### [TEXT PASSAGE]
▼▼▼

As California Gov. Gavin Newsom rolls out numerous new programs and expands existing ones, is the state biting off more than it can chew?
“Don’t bite off more than you can chew” is one of those old, but valid, aphorisms that people and institutions ignore at their peril.
Most of us know people who have taken on more debt than they can afford or make promises to friends and families that they cannot honor, with adverse human consequences.
Corporations wind up in bankruptcy court when they expand too rapidly or misread markets. That sometimes happens to governments as well, such as the three California cities that have gone bankrupt in recent years by taking on too much debt for projects and benefits that were politically attractive but financially unsustainable.
California’s state government has been on an expansionist binge of late, thanks to a torrent of unanticipated tax revenues and immense amounts of federal aid tied to the COVID-19 pandemic.

▲▲▲

Stored records:

▼▼▼

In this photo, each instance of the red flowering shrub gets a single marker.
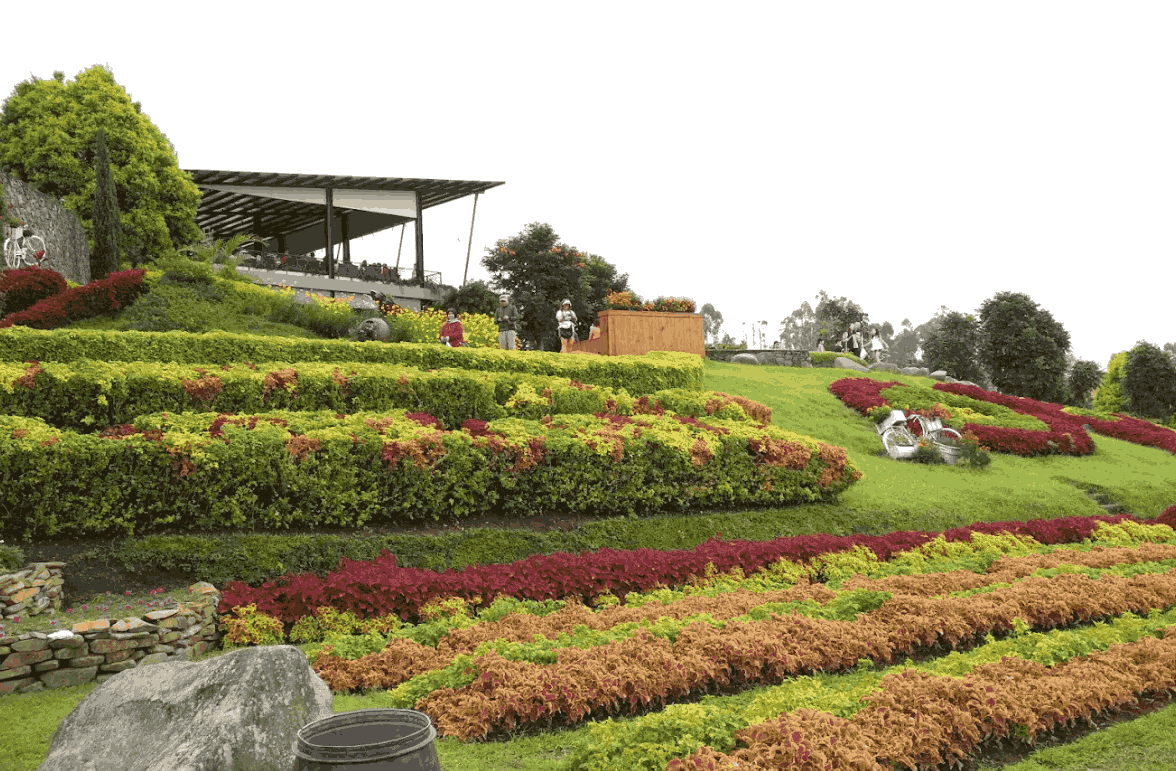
(25, 287)
(356, 585)
(1066, 435)
(98, 297)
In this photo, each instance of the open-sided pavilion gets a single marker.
(302, 213)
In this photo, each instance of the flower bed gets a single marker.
(1064, 434)
(534, 664)
(89, 396)
(98, 297)
(1123, 427)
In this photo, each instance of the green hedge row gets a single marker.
(639, 375)
(280, 469)
(91, 395)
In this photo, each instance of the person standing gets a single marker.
(453, 334)
(566, 323)
(877, 346)
(507, 317)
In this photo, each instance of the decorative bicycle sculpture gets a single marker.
(22, 246)
(900, 441)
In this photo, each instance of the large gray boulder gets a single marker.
(241, 710)
(844, 362)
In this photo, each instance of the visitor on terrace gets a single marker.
(506, 316)
(566, 321)
(453, 334)
(877, 346)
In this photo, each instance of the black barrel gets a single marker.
(368, 741)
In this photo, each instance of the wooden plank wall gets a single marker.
(632, 333)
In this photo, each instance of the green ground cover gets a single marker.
(890, 496)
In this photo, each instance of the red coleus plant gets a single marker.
(1066, 435)
(98, 297)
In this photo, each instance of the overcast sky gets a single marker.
(906, 155)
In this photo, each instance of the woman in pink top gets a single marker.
(453, 334)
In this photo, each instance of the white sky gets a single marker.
(906, 155)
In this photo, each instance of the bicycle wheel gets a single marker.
(9, 254)
(899, 442)
(34, 250)
(939, 434)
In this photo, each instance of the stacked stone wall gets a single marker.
(65, 239)
(94, 650)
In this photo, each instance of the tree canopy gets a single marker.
(712, 322)
(47, 132)
(539, 272)
(1149, 382)
(104, 257)
(954, 347)
(1023, 348)
(835, 315)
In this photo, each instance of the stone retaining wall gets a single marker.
(777, 356)
(65, 239)
(94, 650)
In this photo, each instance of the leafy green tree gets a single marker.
(1022, 347)
(1149, 382)
(712, 322)
(539, 272)
(904, 349)
(834, 317)
(474, 297)
(104, 257)
(1084, 377)
(47, 131)
(801, 329)
(954, 347)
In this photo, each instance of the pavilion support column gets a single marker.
(331, 239)
(420, 239)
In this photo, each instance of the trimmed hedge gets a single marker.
(305, 469)
(639, 375)
(88, 395)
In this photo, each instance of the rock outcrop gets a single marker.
(241, 710)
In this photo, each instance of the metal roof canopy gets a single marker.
(307, 212)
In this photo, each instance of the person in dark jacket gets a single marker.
(507, 317)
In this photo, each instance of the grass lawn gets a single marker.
(890, 496)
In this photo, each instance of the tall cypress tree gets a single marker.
(105, 256)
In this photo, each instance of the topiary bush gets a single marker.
(25, 287)
(1149, 382)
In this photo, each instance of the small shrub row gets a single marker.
(639, 375)
(22, 288)
(88, 395)
(95, 299)
(280, 469)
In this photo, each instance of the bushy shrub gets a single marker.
(1109, 397)
(113, 293)
(1084, 376)
(25, 287)
(1149, 382)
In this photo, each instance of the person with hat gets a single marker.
(566, 320)
(507, 317)
(453, 334)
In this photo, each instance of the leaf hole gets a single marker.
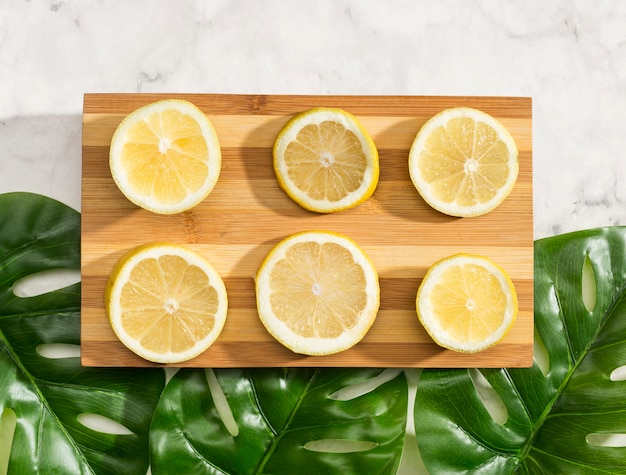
(221, 403)
(606, 440)
(618, 374)
(8, 422)
(491, 400)
(540, 354)
(359, 389)
(45, 281)
(102, 424)
(588, 285)
(55, 351)
(339, 446)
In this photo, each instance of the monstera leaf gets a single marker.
(280, 421)
(46, 404)
(566, 414)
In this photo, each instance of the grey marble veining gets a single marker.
(569, 56)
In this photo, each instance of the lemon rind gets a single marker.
(315, 116)
(119, 276)
(214, 156)
(423, 187)
(315, 346)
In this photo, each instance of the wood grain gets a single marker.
(247, 214)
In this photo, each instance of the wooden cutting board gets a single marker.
(247, 214)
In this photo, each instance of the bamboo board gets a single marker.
(247, 214)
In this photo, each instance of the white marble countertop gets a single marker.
(569, 56)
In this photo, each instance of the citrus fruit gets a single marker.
(317, 293)
(165, 157)
(325, 160)
(463, 162)
(466, 303)
(165, 302)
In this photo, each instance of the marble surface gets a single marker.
(569, 56)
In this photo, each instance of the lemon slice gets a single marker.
(463, 162)
(165, 157)
(325, 160)
(466, 303)
(317, 293)
(165, 302)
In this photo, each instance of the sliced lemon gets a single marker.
(325, 160)
(463, 162)
(165, 157)
(317, 293)
(466, 303)
(166, 303)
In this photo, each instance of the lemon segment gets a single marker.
(463, 162)
(165, 157)
(165, 302)
(466, 303)
(325, 160)
(317, 293)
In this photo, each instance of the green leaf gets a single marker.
(44, 401)
(280, 421)
(558, 411)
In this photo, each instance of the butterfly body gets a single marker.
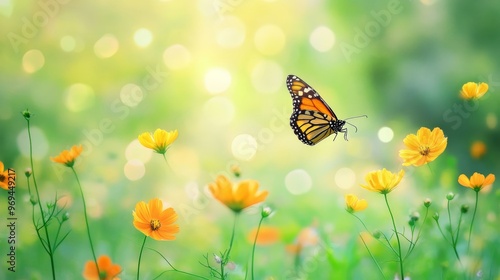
(312, 119)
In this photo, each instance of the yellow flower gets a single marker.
(155, 222)
(159, 141)
(108, 270)
(477, 149)
(424, 147)
(473, 90)
(4, 177)
(68, 157)
(237, 196)
(354, 204)
(477, 181)
(383, 181)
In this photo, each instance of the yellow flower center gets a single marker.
(155, 224)
(424, 150)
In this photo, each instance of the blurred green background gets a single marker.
(100, 73)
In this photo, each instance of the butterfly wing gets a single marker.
(312, 119)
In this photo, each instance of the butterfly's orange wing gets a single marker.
(312, 120)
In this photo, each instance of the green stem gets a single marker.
(225, 259)
(173, 268)
(372, 256)
(366, 246)
(397, 237)
(473, 217)
(453, 241)
(166, 161)
(140, 256)
(86, 219)
(253, 248)
(458, 228)
(48, 248)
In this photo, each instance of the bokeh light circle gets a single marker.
(491, 120)
(267, 76)
(79, 97)
(176, 57)
(230, 32)
(134, 169)
(269, 39)
(143, 37)
(218, 111)
(217, 80)
(244, 147)
(385, 134)
(131, 95)
(106, 46)
(39, 140)
(298, 182)
(345, 178)
(136, 151)
(33, 60)
(322, 39)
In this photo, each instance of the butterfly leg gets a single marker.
(345, 133)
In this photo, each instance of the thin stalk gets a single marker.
(140, 256)
(86, 219)
(48, 248)
(397, 237)
(253, 247)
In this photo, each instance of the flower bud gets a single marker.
(65, 217)
(427, 202)
(235, 169)
(436, 216)
(450, 196)
(266, 212)
(414, 216)
(28, 172)
(26, 114)
(217, 259)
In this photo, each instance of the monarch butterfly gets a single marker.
(312, 120)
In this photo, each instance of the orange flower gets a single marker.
(473, 90)
(237, 196)
(108, 270)
(267, 235)
(354, 204)
(477, 181)
(4, 177)
(424, 147)
(159, 141)
(383, 181)
(478, 149)
(155, 222)
(68, 157)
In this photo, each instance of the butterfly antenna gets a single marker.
(355, 127)
(352, 126)
(355, 117)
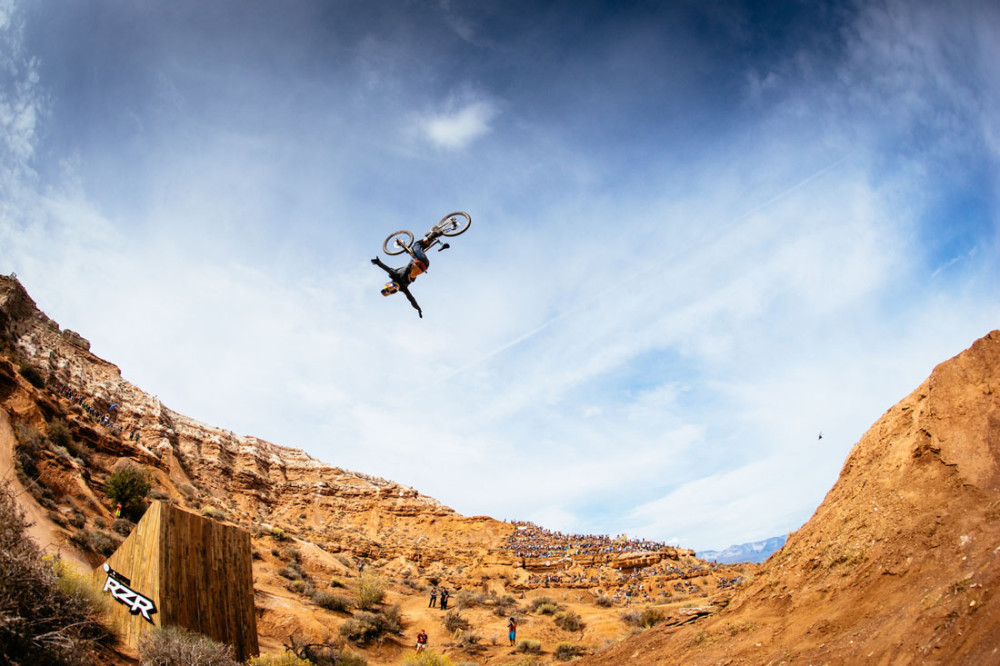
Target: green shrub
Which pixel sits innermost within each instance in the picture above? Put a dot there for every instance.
(427, 658)
(174, 646)
(453, 621)
(128, 485)
(569, 621)
(123, 526)
(47, 617)
(371, 591)
(547, 609)
(330, 601)
(566, 651)
(366, 627)
(285, 659)
(529, 646)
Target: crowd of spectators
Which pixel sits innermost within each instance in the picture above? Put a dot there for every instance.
(94, 409)
(531, 541)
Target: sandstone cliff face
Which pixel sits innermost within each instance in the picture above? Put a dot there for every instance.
(251, 481)
(899, 565)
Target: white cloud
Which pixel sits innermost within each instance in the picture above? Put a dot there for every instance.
(460, 126)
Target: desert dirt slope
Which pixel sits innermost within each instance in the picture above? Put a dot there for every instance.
(901, 562)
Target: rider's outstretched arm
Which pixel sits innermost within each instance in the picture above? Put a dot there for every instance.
(413, 301)
(378, 262)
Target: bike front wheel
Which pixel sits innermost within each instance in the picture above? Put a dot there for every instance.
(454, 224)
(391, 247)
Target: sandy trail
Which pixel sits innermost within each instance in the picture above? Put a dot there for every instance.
(41, 529)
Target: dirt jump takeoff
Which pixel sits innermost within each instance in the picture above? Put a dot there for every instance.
(400, 279)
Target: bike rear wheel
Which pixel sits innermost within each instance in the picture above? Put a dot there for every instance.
(454, 224)
(390, 247)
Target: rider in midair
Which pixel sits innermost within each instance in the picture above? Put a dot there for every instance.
(401, 278)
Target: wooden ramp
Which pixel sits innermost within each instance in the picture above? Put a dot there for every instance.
(177, 568)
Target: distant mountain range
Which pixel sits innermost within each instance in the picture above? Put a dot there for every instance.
(758, 551)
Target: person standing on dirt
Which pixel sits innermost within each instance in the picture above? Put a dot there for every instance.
(421, 641)
(401, 278)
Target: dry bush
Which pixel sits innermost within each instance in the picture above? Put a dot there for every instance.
(174, 646)
(567, 651)
(366, 627)
(569, 621)
(330, 601)
(42, 619)
(453, 621)
(428, 658)
(529, 646)
(371, 591)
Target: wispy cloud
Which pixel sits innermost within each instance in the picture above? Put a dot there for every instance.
(666, 293)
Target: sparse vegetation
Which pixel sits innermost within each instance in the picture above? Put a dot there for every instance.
(453, 621)
(366, 627)
(333, 602)
(46, 616)
(174, 646)
(566, 651)
(284, 659)
(128, 485)
(427, 658)
(649, 617)
(529, 646)
(371, 591)
(569, 621)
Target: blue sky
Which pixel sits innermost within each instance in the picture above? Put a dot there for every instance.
(702, 233)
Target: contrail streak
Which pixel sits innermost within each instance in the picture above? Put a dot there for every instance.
(717, 235)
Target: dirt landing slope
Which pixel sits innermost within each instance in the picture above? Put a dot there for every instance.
(901, 562)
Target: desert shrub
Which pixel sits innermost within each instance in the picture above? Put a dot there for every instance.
(529, 646)
(453, 621)
(566, 651)
(366, 627)
(469, 599)
(174, 646)
(651, 617)
(324, 654)
(32, 374)
(427, 658)
(505, 606)
(544, 606)
(547, 609)
(371, 591)
(159, 493)
(128, 485)
(284, 659)
(98, 541)
(303, 587)
(123, 526)
(569, 621)
(330, 601)
(44, 619)
(293, 571)
(213, 513)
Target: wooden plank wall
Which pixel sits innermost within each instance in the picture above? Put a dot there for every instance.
(207, 580)
(138, 559)
(197, 571)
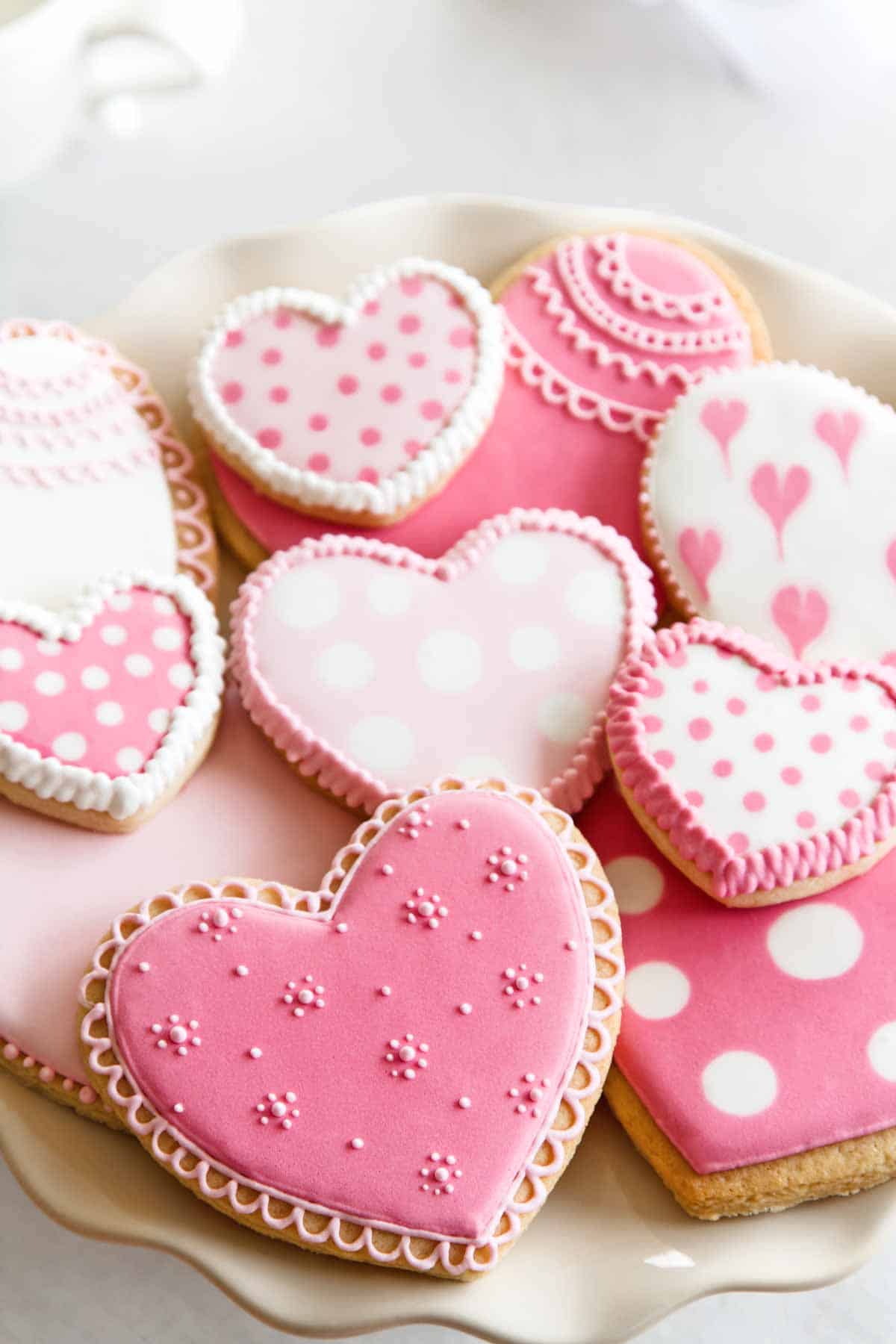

▲▲▲

### [TASK ITEM]
Extend the passage on California's expanding state government, beginning right after its final sentence.

### [WRITTEN ANSWER]
Scarcely a week passes without Gov. Gavin Newsom announcing some new program or expansion of an existing program, such as extending health coverage to more undocumented immigrants, increasing slots for pre-kindergarten care and education, and moving mentally ill homeless people into treatment and housing.
There is some financial risk in these expansions. The state is seeing a surge of revenues now, but its finances are dangerously dependent on a relative handful of wealthy taxpayers and even a mild downturn could — as we have often seen in the past — quickly lead to shortfalls.
The promises being made in the expansive services Newsom and the Legislature are launching raise expectations that could turn to dust if the economy turns sour, as it periodically does.
There’s also another aspect that could backfire even if money is not a problem — actually delivering the new services.
Alas, the state’s track record on accomplishing what it promises is not a good one. The managerial meltdowns at the Department of Motor Vehicles and the Employment Development Department attest to that syndrome, as are the state’s numerous high-technology projects that have either failed or become expensive sinkholes.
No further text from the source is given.